— WHAT TO PRODUCE —
The entries below are to be reproduced in full, exactly as written.

(Dataset entries)
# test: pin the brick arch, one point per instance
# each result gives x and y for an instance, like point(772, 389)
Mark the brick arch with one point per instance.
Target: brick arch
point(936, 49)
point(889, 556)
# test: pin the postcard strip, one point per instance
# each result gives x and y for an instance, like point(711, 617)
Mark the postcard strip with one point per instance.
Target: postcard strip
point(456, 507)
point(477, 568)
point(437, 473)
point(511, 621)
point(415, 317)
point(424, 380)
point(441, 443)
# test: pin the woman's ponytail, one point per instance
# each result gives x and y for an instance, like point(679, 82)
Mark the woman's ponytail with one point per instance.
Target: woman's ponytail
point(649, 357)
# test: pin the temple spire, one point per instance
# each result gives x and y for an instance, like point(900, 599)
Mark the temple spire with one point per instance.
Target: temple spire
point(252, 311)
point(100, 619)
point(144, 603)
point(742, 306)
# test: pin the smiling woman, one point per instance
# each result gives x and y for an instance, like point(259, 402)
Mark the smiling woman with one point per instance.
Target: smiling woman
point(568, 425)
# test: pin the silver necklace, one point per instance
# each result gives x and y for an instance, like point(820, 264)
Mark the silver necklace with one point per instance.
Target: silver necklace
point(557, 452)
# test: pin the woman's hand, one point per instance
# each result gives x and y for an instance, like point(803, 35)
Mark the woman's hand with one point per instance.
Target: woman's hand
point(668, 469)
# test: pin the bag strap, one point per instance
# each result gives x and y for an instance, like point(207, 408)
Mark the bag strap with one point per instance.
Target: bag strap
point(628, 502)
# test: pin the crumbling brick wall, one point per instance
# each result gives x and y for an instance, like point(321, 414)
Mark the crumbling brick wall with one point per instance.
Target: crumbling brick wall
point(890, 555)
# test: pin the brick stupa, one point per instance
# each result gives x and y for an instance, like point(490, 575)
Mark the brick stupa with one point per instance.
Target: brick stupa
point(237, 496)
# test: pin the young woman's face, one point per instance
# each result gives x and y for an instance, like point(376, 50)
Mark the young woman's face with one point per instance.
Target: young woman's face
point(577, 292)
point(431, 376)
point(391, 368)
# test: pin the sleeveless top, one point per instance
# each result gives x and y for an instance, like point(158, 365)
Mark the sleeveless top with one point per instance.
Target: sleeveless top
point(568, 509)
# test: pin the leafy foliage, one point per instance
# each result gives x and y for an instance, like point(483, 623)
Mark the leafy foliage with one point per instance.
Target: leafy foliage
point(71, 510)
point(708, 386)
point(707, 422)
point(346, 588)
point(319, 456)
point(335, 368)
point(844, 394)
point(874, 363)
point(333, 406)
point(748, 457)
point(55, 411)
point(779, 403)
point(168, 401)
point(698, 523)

— FINISHED EXERCISE —
# test: pin the brick arch, one point per instance
# each result gives x and y for an instance, like point(772, 389)
Mark the brick arch with one point per instance.
Target: brick arch
point(936, 49)
point(889, 556)
# test: pin the postcard strip, one point per instance
# each result gives x and y for an instance, like point(711, 617)
Mark the postcard strip with one point per instance.
Target: postcard strip
point(456, 507)
point(477, 568)
point(437, 473)
point(511, 621)
point(415, 317)
point(424, 380)
point(441, 443)
# test: pin the woman's ponytail, one point per instance
# each result gives x and y for an instance, like point(679, 82)
Mark the woman's ponytail with one point per instance.
Target: woman's ponytail
point(649, 357)
# test: pin the temple spire, one point per instance
# each result gives x and y for an instance, like point(900, 599)
Mark the temple spire with one point per instance.
Target: temple spire
point(252, 311)
point(100, 619)
point(144, 603)
point(742, 306)
# test: pin the smiling woman, one point per instance
# each result gives x and y for an instance, like point(259, 402)
Mark the smiling woman with one point per instance.
Target: smiling woman
point(568, 425)
# test: pin the silver necklace, one point per instance
# each result gives x and y for an instance, like point(820, 264)
Mark the silver necklace with one point per instance.
Target: silver necklace
point(557, 452)
# test: pin the woman's hand, one point per instance
# each result gives x and y for an instance, like point(803, 35)
Mark the woman's hand with one point per instance.
Target: woman's hand
point(668, 469)
# test: pin the bag strap, one point per instance
# each result gives x and y for an instance, like point(207, 408)
Mark the bag strap with one point per instance.
Target: bag strap
point(628, 502)
# test: pin the crumbling brick wall, one point per instance
# each result gives x and y for an instance, like point(321, 414)
Mark the crumbling brick wall with one point per instance.
Target: crumbling brick wall
point(890, 555)
# test: pin the brick stupa, one point per instance
# each result gives x and y for an instance, like point(490, 575)
Mark the brick stupa with one point per instance.
Target: brick stupa
point(237, 496)
# test: pin the young woman's face, one point per instance
# each result gives x and y for an instance, like point(376, 50)
Mark the young woman's face with one point per instance.
Target: young woman's face
point(577, 292)
point(431, 376)
point(391, 368)
# test: pin the sleeveless top, one point per instance
# each result gives x and y for an instance, like point(158, 365)
Mark the sleeveless top with one point per instance.
Target: sleeveless top
point(568, 509)
# test: pin the leafy foliage, one point per instance
# each result gives x and y for an instance, like point(483, 623)
Mark the leafy foliage with one point per instance.
Target: leafy foliage
point(71, 510)
point(708, 386)
point(707, 422)
point(346, 588)
point(319, 456)
point(335, 368)
point(844, 394)
point(874, 363)
point(333, 406)
point(748, 457)
point(55, 411)
point(779, 403)
point(168, 401)
point(698, 523)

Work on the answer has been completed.